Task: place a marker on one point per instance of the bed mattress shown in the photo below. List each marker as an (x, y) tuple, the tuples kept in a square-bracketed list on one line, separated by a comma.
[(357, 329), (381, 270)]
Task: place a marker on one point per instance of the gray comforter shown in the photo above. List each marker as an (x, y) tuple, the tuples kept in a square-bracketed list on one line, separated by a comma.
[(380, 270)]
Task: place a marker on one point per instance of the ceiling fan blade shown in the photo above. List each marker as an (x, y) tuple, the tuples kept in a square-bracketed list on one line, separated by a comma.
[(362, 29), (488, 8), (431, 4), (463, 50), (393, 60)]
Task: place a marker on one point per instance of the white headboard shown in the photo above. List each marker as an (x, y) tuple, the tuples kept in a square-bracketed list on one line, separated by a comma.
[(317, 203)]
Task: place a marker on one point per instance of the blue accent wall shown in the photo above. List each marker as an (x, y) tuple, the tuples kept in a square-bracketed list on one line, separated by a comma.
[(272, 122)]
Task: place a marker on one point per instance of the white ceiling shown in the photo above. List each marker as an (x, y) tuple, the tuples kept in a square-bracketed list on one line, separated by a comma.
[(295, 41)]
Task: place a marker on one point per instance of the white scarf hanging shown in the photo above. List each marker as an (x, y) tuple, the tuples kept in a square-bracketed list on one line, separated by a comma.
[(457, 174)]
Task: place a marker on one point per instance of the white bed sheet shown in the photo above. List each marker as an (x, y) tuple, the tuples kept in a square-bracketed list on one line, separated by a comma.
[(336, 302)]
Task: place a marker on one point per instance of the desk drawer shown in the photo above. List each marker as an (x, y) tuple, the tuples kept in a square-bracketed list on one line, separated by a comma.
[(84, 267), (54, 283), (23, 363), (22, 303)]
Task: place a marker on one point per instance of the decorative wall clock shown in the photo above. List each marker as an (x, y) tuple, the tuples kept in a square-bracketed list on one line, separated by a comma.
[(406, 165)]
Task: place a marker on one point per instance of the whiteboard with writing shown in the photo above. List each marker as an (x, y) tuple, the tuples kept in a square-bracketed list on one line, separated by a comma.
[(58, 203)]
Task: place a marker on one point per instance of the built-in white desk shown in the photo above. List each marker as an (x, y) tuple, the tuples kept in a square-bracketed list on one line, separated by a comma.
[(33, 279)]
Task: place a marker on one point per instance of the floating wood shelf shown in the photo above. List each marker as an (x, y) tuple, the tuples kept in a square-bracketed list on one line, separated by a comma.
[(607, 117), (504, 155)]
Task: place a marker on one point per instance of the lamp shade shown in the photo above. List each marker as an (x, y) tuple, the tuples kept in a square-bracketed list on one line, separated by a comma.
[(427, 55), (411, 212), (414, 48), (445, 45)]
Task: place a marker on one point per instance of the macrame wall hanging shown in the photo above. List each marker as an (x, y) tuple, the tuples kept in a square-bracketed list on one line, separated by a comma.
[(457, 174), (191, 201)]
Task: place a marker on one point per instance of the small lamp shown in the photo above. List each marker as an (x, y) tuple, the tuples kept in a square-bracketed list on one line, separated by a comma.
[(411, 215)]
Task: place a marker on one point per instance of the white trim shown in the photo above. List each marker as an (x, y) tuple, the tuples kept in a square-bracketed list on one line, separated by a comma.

Task goal: Reproduce word for word the lines of the records above, from the line containing "of the floating" through the line containing "[(427, 55), (411, 212), (414, 48), (445, 45)]".

Problem solution:
Task: place a marker on one point per instance of the floating wood shelf shown in the photo above. List each marker as an (x, y) tuple, the tuples kept in a square-bracketed list on one line, separated by a comma.
[(607, 117), (504, 155)]
Task: place a marker on one point per instance of the lamp shade shown in the photo above. List each marker as an (x, y) tuple, the tuples kept in a square-bracketed list on one line, separated by a comma.
[(427, 55), (411, 212), (414, 48), (445, 45)]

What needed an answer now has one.